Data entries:
+++
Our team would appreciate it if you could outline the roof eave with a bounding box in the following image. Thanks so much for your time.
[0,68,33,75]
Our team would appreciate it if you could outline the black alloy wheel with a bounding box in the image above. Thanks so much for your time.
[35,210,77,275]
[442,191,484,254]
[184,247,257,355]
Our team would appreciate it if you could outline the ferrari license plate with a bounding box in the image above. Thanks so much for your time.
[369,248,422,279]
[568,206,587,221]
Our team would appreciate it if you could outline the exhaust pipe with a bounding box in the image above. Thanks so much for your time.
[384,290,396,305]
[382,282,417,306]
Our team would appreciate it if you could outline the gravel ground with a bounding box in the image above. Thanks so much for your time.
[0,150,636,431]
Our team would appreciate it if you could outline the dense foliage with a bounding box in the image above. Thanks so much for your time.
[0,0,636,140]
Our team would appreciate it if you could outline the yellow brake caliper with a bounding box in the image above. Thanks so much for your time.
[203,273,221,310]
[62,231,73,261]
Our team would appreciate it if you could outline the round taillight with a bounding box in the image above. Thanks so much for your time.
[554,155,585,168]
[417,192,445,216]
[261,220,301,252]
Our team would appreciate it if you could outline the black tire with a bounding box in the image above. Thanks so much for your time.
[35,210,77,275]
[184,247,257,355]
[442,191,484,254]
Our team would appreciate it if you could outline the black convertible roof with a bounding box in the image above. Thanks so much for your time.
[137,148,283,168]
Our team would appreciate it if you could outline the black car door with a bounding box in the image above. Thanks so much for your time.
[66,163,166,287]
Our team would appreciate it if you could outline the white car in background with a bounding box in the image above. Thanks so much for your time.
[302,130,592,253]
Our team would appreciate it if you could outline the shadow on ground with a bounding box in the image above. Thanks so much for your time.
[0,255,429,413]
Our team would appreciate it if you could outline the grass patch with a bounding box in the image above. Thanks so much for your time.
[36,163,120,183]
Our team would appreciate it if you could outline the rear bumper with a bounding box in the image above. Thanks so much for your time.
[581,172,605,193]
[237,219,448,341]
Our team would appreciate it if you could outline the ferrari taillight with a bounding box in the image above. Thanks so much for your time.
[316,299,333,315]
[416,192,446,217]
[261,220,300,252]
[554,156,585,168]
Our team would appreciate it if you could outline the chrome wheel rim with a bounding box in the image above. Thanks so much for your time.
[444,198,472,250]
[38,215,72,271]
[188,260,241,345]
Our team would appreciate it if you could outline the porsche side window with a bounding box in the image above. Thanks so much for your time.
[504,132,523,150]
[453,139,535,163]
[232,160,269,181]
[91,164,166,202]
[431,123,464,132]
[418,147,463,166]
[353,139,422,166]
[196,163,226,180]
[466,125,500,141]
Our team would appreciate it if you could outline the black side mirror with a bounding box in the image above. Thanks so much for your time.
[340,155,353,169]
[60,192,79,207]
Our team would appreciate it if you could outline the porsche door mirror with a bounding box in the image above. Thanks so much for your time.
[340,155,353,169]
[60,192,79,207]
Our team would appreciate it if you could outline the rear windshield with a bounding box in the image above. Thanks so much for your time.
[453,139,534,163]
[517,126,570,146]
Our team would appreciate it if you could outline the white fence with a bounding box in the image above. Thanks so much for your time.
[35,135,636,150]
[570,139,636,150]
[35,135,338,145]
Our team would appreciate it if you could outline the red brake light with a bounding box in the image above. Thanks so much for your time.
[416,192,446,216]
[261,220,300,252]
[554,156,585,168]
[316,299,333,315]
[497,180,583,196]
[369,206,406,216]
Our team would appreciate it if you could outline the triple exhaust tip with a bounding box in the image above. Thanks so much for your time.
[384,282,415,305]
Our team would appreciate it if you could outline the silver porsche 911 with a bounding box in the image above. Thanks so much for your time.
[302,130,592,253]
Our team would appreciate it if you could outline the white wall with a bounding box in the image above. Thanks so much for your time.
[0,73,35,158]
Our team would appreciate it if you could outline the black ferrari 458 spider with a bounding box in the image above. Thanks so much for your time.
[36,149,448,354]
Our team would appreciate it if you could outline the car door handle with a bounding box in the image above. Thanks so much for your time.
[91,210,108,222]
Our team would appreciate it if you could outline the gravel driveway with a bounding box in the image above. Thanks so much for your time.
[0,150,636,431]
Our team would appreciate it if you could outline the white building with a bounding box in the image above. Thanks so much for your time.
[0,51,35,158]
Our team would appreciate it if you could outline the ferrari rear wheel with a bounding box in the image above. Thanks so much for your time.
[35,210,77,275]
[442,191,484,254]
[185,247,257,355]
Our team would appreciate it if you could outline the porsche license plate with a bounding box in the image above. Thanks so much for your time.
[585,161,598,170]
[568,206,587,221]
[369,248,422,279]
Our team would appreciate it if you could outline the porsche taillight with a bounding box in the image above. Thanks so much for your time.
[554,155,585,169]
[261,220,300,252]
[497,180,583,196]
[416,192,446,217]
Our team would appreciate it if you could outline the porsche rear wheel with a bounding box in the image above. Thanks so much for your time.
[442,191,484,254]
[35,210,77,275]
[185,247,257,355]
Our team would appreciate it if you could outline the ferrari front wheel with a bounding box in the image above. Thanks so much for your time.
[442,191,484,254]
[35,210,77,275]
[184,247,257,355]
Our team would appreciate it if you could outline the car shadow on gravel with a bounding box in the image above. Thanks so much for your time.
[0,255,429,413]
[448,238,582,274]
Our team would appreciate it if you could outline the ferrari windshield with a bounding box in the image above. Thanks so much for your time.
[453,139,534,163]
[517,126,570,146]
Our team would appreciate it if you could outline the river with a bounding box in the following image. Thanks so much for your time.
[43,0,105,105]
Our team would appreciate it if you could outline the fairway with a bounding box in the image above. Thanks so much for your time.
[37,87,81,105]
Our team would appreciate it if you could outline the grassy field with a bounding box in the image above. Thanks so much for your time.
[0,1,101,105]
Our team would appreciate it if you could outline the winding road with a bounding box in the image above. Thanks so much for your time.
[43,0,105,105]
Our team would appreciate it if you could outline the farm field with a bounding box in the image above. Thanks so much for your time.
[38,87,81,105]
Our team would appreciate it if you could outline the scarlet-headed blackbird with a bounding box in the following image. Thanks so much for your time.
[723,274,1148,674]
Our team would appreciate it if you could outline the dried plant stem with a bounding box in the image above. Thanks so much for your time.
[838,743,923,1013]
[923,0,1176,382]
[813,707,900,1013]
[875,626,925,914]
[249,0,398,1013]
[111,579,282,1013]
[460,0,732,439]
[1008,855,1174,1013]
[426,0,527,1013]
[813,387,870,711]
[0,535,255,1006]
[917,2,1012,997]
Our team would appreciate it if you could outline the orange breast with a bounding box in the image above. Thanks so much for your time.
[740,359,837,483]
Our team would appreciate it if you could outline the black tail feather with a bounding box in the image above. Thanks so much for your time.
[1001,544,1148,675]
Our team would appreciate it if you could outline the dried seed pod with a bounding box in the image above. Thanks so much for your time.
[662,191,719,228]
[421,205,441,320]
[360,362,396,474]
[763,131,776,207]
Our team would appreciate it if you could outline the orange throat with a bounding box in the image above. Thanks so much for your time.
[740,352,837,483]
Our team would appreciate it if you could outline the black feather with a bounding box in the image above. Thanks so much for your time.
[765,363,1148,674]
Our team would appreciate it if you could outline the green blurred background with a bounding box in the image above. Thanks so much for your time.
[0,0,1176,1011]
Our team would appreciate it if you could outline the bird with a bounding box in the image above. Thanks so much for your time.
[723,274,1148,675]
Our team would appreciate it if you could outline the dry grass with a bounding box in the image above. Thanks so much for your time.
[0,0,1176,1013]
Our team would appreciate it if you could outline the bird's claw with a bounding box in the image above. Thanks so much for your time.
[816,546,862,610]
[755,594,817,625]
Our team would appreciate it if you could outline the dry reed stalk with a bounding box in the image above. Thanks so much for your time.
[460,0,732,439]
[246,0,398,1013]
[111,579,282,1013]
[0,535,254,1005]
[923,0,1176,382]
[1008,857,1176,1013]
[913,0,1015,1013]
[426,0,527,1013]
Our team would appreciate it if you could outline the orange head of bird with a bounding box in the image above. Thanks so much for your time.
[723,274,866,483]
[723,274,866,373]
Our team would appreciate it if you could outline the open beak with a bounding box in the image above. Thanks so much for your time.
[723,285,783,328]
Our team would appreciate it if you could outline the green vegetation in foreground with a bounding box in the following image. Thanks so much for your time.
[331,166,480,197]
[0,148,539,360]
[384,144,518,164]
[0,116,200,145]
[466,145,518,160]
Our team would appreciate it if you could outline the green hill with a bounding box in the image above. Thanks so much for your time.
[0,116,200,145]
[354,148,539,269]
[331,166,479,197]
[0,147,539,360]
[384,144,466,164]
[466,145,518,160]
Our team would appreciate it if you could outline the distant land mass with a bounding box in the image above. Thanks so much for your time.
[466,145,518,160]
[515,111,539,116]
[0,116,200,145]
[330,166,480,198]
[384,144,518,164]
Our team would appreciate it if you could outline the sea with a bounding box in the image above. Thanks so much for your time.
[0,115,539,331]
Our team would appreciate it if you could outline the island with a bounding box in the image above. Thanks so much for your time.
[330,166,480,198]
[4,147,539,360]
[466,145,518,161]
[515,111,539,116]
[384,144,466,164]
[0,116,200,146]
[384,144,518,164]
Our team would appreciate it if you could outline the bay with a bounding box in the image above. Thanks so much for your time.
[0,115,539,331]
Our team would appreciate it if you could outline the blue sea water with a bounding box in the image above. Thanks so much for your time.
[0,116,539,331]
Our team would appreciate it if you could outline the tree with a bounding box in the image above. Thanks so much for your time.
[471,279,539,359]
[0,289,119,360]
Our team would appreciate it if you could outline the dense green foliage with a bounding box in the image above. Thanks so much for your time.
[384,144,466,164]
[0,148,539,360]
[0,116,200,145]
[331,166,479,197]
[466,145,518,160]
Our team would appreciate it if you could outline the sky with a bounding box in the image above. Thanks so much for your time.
+++
Please extract exactly, and only, the lines from the line containing "Our team would appreciate it if you could outline the island" through the last line of the records.

Completed task:
Our team would appreciate it if you could outline the island with a bounding box in the image above. Thanks so much for your time.
[330,166,480,198]
[4,147,539,360]
[466,145,518,161]
[515,111,539,116]
[384,144,466,164]
[0,116,200,146]
[384,144,518,164]
Our team would appreciate it if you could outline the bay with a bounding box in the image above. Thanks so much for your time.
[0,115,539,331]
Our team would appreciate it if you could outline the blue sea water with a bounding box in the image above. Thanks so much for your time.
[0,116,539,331]
Our team would appreciate it if you could outline the tree with a bounding box in the image above. Thanks so much for your time.
[471,279,539,359]
[0,289,119,360]
Our team would appreciate it if you could outline the dense green foliage with a bounding box in the image above. Thanks so much for your time.
[384,144,466,164]
[0,148,539,360]
[0,116,200,145]
[331,166,479,197]
[466,145,518,160]
Our team would appreciate it if you could outline the sky with a bounding box in the image above. Thanks so much for your time.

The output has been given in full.